> **Exercise text**
- Opening Delimiter -

Nearest Neighbor Data Analysis

By Lillian Pierson

At its core, the purpose of a nearest neighbor analysis is to search for and locate either a nearest point in space or nearest numerical value, depending on the attribute you use for the basis of comparison.

Since the nearest neighbor technique is a classification method, you can use it to do things as scientific as deducing the molecular structure of a vital human protein or uncovering key biological evolutionary relationships, and as business-driven as designing recommendation engines for e-commerce sites or building predictive models for consumer transactions. The applications are limitless.

A good analogy for the nearest neighbor analysis concept is illustrated in GPS technology. Imagine you’re in desperate need of a Starbucks iced latte, but you have no idea where the nearest Starbucks is located. What do you do? One easy solution is simply to ask your smartphone where the nearest Starbucks is located.

When you do that, the system looks for businesses named Starbucks within a reasonable proximity of your current location. After generating a results listing, the system reports back to you with the address of the Starbucks coffeehouse closest to your current location — the Starbucks that is your nearest neighbor, in other words.

- Closing Delimiter -

> **Explore the material**
(1) Answer these questions about the nearest neighbor article:
(a) What two things does a nearest neighbor analysis search for and locate?
(b) What kind of method is the nearest neighbor technique?
(c) What technology provides the analogy for the concept?
(2) List every application of the nearest neighbor technique that the nearest neighbor article names.
(3) Carry on writing the nearest neighbor article from the point where it stops.

> **Segmentation mask data**

- Opening Delimiter -

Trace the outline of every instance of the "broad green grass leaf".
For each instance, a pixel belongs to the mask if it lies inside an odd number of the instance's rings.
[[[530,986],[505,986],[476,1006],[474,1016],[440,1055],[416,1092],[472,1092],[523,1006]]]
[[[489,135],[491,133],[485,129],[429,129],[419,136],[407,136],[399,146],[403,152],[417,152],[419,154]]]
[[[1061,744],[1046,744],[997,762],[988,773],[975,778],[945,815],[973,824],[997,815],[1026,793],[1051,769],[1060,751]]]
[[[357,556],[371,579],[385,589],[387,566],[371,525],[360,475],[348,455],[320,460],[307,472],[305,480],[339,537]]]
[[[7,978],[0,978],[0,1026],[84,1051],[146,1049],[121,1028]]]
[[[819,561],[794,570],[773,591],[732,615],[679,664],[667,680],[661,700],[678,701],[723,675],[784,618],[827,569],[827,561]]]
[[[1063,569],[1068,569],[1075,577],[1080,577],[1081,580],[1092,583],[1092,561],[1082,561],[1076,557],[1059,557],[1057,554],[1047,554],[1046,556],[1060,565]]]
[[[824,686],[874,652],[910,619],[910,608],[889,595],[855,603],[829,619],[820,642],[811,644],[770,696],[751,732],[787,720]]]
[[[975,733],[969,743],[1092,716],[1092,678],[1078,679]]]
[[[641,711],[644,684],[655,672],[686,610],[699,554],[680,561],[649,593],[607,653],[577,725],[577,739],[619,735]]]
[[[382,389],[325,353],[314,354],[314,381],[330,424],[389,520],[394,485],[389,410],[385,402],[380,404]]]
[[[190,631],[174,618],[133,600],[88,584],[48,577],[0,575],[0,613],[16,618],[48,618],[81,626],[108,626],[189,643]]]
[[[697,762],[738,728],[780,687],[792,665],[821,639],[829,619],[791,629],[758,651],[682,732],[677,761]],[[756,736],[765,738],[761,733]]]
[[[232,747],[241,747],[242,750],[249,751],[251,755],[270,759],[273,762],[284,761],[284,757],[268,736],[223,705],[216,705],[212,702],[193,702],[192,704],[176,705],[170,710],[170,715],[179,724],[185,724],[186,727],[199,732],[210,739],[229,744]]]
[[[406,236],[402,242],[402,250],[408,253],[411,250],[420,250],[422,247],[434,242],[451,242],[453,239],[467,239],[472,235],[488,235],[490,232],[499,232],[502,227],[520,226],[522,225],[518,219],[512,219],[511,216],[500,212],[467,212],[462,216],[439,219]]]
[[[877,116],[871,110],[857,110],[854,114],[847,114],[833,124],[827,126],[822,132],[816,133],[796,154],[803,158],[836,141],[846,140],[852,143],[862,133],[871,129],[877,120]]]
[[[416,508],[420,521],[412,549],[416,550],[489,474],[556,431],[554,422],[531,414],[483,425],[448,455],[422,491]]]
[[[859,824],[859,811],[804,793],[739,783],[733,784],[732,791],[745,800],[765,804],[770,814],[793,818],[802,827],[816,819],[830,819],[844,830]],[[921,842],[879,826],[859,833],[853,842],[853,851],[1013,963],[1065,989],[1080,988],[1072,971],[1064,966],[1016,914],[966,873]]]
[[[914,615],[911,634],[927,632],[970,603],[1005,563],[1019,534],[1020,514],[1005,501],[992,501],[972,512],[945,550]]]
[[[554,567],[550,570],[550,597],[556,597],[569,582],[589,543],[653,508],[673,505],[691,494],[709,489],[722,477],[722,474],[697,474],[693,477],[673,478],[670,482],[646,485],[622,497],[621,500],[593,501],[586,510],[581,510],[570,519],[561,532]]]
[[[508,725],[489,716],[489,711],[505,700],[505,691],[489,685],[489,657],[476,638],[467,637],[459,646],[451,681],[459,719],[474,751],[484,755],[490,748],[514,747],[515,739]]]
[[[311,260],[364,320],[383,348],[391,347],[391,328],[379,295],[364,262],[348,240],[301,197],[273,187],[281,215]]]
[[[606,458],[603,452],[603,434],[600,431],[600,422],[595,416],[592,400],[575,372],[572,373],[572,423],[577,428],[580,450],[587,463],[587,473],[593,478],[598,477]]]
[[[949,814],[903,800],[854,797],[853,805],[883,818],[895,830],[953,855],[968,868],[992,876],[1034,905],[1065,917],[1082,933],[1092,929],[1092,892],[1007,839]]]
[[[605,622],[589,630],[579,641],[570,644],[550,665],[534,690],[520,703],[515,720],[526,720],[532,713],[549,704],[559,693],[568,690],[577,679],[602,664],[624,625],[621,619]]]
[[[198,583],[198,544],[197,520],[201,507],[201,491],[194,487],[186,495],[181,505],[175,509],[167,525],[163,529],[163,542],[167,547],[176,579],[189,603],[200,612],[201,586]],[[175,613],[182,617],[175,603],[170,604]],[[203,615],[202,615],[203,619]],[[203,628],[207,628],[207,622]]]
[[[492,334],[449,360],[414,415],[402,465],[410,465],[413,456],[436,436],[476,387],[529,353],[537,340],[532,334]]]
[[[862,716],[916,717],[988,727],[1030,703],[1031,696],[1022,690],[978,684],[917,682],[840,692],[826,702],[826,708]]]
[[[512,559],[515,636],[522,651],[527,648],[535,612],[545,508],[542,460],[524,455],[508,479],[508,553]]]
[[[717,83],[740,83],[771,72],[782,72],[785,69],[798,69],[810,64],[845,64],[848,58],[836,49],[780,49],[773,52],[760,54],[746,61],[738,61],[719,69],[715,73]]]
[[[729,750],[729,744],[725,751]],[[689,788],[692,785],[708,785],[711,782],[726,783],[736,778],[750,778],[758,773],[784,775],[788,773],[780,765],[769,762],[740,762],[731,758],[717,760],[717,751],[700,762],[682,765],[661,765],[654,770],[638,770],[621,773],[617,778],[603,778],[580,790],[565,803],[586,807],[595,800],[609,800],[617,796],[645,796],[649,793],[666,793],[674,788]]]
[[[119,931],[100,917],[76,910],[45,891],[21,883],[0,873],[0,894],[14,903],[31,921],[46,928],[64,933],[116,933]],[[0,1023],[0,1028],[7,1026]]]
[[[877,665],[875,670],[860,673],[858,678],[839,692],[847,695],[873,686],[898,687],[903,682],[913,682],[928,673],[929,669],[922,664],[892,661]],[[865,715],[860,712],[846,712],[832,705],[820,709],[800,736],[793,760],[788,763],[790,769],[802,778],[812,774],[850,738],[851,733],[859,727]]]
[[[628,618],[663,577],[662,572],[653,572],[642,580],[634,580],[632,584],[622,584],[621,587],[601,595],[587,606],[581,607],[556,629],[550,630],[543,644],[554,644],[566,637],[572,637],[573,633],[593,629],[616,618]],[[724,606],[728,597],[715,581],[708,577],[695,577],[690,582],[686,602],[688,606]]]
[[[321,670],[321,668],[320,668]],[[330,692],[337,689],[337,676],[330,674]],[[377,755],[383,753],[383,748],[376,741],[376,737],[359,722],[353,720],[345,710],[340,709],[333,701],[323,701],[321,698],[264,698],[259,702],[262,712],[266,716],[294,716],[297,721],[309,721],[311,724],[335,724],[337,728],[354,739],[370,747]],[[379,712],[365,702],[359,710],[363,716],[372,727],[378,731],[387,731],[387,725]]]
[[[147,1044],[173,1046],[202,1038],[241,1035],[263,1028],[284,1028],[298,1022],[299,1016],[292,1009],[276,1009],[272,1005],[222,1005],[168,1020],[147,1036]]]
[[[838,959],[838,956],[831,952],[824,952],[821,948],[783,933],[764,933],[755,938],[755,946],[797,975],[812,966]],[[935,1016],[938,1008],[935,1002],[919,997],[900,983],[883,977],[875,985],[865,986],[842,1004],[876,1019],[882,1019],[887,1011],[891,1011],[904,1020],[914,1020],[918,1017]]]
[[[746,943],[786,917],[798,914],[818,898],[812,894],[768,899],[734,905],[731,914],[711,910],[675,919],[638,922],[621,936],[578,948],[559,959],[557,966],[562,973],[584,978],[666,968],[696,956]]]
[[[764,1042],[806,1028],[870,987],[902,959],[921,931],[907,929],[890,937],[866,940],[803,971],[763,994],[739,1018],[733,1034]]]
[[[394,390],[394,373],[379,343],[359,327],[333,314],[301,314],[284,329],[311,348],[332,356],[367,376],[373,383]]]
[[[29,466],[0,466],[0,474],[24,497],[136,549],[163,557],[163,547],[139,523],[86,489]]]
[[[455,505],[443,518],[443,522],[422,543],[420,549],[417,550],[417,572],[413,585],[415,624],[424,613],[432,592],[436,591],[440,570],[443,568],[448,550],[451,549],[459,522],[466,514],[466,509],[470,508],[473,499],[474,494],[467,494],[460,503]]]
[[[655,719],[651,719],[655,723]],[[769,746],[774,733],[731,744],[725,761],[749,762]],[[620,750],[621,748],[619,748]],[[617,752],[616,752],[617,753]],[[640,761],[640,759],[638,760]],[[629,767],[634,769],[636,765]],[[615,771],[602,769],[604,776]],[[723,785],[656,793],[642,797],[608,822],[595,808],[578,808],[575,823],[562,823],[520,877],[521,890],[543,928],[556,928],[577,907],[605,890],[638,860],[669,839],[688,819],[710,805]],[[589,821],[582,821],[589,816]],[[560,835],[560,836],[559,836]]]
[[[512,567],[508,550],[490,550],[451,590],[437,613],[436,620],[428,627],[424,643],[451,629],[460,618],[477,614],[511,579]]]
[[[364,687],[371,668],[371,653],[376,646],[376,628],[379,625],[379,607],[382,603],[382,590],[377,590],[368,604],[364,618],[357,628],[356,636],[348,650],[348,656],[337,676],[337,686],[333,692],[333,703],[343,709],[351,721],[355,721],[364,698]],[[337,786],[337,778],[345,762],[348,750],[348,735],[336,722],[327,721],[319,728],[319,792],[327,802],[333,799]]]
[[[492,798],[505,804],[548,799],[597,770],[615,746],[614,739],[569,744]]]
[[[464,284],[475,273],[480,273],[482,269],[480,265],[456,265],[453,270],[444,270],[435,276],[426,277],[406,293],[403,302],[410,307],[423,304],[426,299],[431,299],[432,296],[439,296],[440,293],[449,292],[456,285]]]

- Closing Delimiter -

> **Task results**
(1)
(a) A nearest point in space or a nearest numerical value.
(b) A classification method.
(c) GPS technology.

(2)
- Deducing the molecular structure of a vital human protein
- Uncovering key biological evolutionary relationships
- Designing recommendation engines for e-commerce sites
- Building predictive models for consumer transactions

(3)
As the term nearest neighbor implies, the primary purpose of a nearest ­neighbor analysis is to examine your dataset and find the data point that’s quantitatively most similar to your observation data point. Note that similarity comparisons can be based on any quantitative attribute, whether that be distance, age, income, weight, or anything else that can describe the data point you’re investigating. The simplest comparative attribute is distance.

In the above Starbucks analogy, the x, y, z coordinates of the Starbucks reported to you by your smartphone are the most similar to the x, y, z coordinates of your current location. In other words, its location is closest in actual physical distance. The quantitative attribute being compared is distance, your current location is the observation data point, and the reported Starbucks coffeehouse is the most similar feature.

Modern nearest neighbor analyses are almost always performed using computational algorithms. The nearest neighbor algorithm is known as a single-link algorithm — an algorithm that merges clusters if the clusters share at least one connective edge (a shared boundary line, in other words) between them.